- [TEXTE PRÉSENTÉ]
○ ○ ○ ○ ○

L’arrêt de la 1ère chambre civile de la Cour de cassation du 4 novembre 2010 (voir notre précédant commentaire ci-joint) n’a pas fini de faire couler de l’encre ! En revenant sur le principe d’exclusion de la responsabilité civile du fait des choses dans le domaine du sport, la Haute juridiction menaçait de remettre en question la spécificité du sport, au point que la doctrine a pu parler de « révolution culturelle ». Une proposition de loi déposée en janvier dernier vient d’être adoptée selon la procédure d’urgence pour contenir les effets de cette décision redoutable pour le mouvement sportif. A l’examen, le nouvel article L. 321-3-1, inséré dans le code du sport par l’article 1 de la loi du 12 mars 2012, paraît avoir été écrit pour les besoins de la fédération des sports automobiles ce qui en limite singulièrement la portée.

1-Malgré les coups de boutoir de la doctrine qui souhaitait sa disparition [1], la théorie de l’acceptation des risques et son corollaire, la spécificité des règles de la responsabilité civile entre sportifs, avaient tenu bon. Cette spécificité se manifestait de deux manières. D’une part, la responsabilité du fait des choses était exclue entre compétiteurs. D’autre part, le seuil de la faute était relevé. La responsabilité d’un sportif ne pouvait être engagée que pour une faute qualifiée. L’arrêt du 4 novembre 2010 [2] sonne le glas de la prohibition de l’article 1384 alinéa 1 en décidant dans un attendu de principe que « la victime d’un dommage causé par une chose peut invoquer la responsabilité résultant de l’article 1384, alinéa 1er du code civil, à l’encontre du gardien de la chose, instrument du dommage, sans que puisse lui être opposée son acceptation des risques ».

2-Sans doute, y avait-il des signes avant coureurs de ce revirement. Au fil du temps, le périmètre de refoulement de l’article 1384 alinéa 1 s’était rétréci. Les arrêts du 28 mars et du 4 juillet 2002 avaient admis, coup sur coup, que ce texte puisse s’appliquer à un jeu improvisé par des mineurs [3] et à une activité pédagogique organisée sous l’autorité et la surveillance d’un moniteur [4]. La compétition demeurait le dernier bastion de l’acceptation des risques. L’arrêt du 4 novembre 2010 lui porte un coup sévère. Les compétiteurs peuvent, désormais, invoquer entre eux la responsabilité du fait des choses.

3-Cette décision fait courir une grave menace à la spécificité du sport. Comme l’a écrit le professeur Mouly « la cour régulatrice pourrait bien avoir déclenché une lame de fond emportant avec elle toute sa construction prétorienne en matière de responsabilité sportive [5] ». Par un effet « domino » l’arrêt du 4 novembre 2010 est susceptible de remettre en question l’exclusion de la loi de 1985 dans les accidents de compétition automobile et motocycliste, ainsi que la théorie de la garde en commun. Surtout, c’est le deuxième pilier de l’acceptation des risques qui menace à son tour de s’effondrer. Comment maintenir l’exigence d’une faute qualifiée après avoir mis fin au refoulement de l’article 1384 dans les activités sportives ?

○ ○ ○ ○ ○

- [SECTION DES DONNÉES]
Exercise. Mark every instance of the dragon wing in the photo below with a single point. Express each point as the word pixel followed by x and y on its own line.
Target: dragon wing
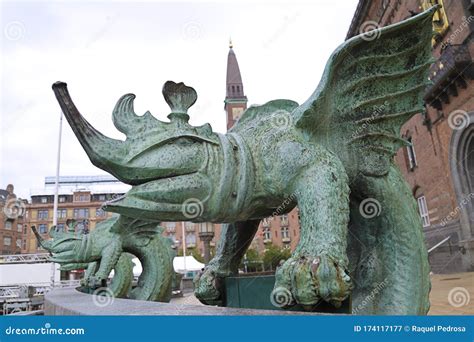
pixel 372 84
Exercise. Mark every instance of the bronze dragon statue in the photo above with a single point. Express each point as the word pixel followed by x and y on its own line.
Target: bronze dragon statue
pixel 332 156
pixel 110 246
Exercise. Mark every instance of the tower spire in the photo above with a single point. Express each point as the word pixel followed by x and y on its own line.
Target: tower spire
pixel 235 100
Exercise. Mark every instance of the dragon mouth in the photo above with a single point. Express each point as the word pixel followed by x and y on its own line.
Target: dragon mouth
pixel 141 158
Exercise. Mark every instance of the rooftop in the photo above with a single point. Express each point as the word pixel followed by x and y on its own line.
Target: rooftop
pixel 69 184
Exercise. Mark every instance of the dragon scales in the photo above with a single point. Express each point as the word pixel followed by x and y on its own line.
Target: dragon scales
pixel 330 156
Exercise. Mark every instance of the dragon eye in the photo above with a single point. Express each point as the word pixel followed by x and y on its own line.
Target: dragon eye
pixel 183 141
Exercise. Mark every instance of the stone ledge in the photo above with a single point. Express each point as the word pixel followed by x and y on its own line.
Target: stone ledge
pixel 71 302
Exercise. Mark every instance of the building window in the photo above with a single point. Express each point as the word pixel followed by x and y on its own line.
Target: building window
pixel 189 226
pixel 81 213
pixel 411 155
pixel 423 208
pixel 62 213
pixel 99 212
pixel 42 228
pixel 82 198
pixel 267 234
pixel 38 246
pixel 42 214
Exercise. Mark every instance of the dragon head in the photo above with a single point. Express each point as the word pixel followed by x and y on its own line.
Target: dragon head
pixel 153 149
pixel 161 160
pixel 63 245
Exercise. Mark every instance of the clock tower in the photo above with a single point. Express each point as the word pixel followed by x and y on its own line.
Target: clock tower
pixel 235 100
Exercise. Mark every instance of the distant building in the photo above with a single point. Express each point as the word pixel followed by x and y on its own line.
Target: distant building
pixel 439 165
pixel 280 230
pixel 80 198
pixel 13 231
pixel 235 99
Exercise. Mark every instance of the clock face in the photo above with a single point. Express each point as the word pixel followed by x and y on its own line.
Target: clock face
pixel 237 112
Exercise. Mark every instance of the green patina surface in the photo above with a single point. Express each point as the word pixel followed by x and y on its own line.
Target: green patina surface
pixel 110 246
pixel 332 156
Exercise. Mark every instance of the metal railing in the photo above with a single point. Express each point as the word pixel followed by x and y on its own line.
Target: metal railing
pixel 439 244
pixel 37 289
pixel 24 258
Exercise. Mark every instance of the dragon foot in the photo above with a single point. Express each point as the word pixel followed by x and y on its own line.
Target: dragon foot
pixel 306 280
pixel 208 286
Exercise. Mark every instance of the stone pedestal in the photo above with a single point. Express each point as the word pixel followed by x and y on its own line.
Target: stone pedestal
pixel 61 302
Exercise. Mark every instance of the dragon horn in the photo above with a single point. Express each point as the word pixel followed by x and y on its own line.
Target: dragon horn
pixel 102 151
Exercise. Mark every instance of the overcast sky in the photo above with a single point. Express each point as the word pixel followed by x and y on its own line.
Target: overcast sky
pixel 106 49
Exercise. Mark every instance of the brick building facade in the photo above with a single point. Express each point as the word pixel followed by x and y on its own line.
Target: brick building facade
pixel 439 166
pixel 79 198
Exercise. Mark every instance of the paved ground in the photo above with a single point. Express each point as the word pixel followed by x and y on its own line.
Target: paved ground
pixel 451 294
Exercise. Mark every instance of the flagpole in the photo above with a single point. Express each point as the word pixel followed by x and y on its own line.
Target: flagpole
pixel 58 163
pixel 56 191
pixel 184 247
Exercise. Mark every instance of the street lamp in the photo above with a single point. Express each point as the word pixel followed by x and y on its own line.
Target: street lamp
pixel 206 234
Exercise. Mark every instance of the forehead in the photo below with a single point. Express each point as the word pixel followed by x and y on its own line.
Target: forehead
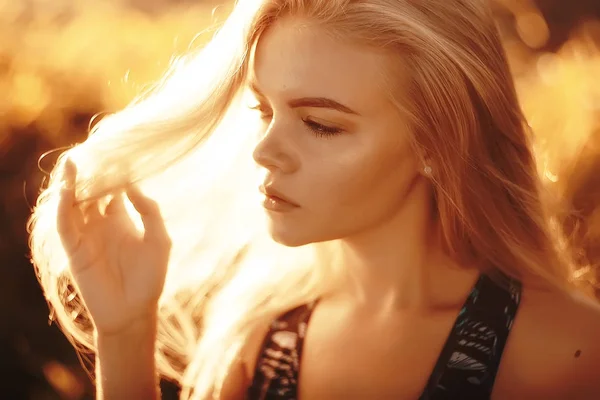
pixel 294 57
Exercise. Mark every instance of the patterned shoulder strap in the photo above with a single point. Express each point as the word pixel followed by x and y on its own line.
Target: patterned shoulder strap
pixel 469 362
pixel 276 372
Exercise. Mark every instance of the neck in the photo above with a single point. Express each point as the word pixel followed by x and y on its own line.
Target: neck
pixel 399 264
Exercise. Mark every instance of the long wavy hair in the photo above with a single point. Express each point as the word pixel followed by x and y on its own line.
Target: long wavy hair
pixel 188 142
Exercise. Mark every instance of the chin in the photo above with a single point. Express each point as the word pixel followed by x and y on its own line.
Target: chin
pixel 289 240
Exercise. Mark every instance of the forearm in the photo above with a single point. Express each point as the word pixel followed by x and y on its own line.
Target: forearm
pixel 125 364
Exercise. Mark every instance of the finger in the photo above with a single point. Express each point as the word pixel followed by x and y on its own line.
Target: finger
pixel 69 218
pixel 115 206
pixel 117 213
pixel 154 226
pixel 91 212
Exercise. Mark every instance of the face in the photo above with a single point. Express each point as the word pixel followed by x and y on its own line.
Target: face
pixel 332 142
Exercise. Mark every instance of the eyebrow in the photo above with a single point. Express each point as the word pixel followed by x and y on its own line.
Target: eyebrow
pixel 317 102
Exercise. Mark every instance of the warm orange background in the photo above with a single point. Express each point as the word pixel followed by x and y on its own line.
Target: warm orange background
pixel 64 61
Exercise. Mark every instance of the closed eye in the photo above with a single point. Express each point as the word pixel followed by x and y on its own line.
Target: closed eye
pixel 317 128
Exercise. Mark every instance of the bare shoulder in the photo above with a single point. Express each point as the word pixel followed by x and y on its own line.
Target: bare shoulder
pixel 554 348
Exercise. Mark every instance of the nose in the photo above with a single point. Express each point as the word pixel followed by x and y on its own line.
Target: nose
pixel 274 152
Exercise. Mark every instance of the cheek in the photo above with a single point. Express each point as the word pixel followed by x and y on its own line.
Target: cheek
pixel 367 184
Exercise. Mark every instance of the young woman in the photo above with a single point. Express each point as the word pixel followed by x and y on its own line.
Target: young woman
pixel 404 249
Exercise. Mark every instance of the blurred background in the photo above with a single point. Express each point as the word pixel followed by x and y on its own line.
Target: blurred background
pixel 64 62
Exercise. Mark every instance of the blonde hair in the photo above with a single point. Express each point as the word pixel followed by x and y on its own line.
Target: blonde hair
pixel 226 274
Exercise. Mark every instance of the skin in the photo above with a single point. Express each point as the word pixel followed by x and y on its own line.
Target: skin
pixel 364 189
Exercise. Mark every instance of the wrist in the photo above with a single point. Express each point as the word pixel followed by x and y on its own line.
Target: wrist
pixel 142 327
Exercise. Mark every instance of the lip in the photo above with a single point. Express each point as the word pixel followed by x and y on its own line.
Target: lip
pixel 276 196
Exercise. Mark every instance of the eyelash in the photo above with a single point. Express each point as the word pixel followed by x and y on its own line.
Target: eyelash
pixel 318 129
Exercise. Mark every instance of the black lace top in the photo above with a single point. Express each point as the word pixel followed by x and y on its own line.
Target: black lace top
pixel 466 367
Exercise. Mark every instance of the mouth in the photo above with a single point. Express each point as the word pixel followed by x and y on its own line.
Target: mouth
pixel 275 201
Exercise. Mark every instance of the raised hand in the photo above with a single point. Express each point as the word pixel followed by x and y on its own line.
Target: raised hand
pixel 119 271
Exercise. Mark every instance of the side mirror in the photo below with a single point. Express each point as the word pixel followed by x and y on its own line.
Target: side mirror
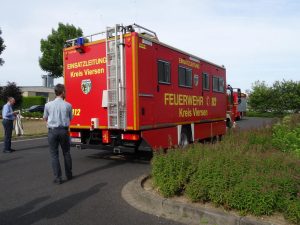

○ ○ ○ ○ ○

- [OBJECTIFS]
A. Recopiez fidèlement le passage du texte présenté qui va de « 3-Cette décision fait » jusqu’à « activités sportives ? » inclus.
B. Pour chacune des affirmations suivantes, indiquez par oui ou par non si elle concorde avec le texte présenté, en citant mot pour mot les termes décisifs de celui-ci : (i) l’article L. 321-3-1 a été inséré dans le code du sport par la loi du 12 mars 2012 ; (ii) les arrêts de 2002 ont refusé d’appliquer l’article 1384 alinéa 1 à un jeu improvisé par des mineurs ; (iii) la proposition de loi a été déposée au mois de mars.
Seul le texte présenté doit servir de référence.

- [RÉPONSES CORRECTES]
A.
3-Cette décision fait courir une grave menace à la spécificité du sport. Comme l’a écrit le professeur Mouly « la cour régulatrice pourrait bien avoir déclenché une lame de fond emportant avec elle toute sa construction prétorienne en matière de responsabilité sportive [5] ». Par un effet « domino » l’arrêt du 4 novembre 2010 est susceptible de remettre en question l’exclusion de la loi de 1985 dans les accidents de compétition automobile et motocycliste, ainsi que la théorie de la garde en commun. Surtout, c’est le deuxième pilier de l’acceptation des risques qui menace à son tour de s’effondrer. Comment maintenir l’exigence d’une faute qualifiée après avoir mis fin au refoulement de l’article 1384 dans les activités sportives ?

B.
(i) Oui : « le nouvel article L. 321-3-1, inséré dans le code du sport par l’article 1 de la loi du 12 mars 2012 ».
(ii) Non : « avaient admis, coup sur coup, que ce texte puisse s’appliquer à un jeu improvisé par des mineurs ».
(iii) Non : « Une proposition de loi déposée en janvier dernier ».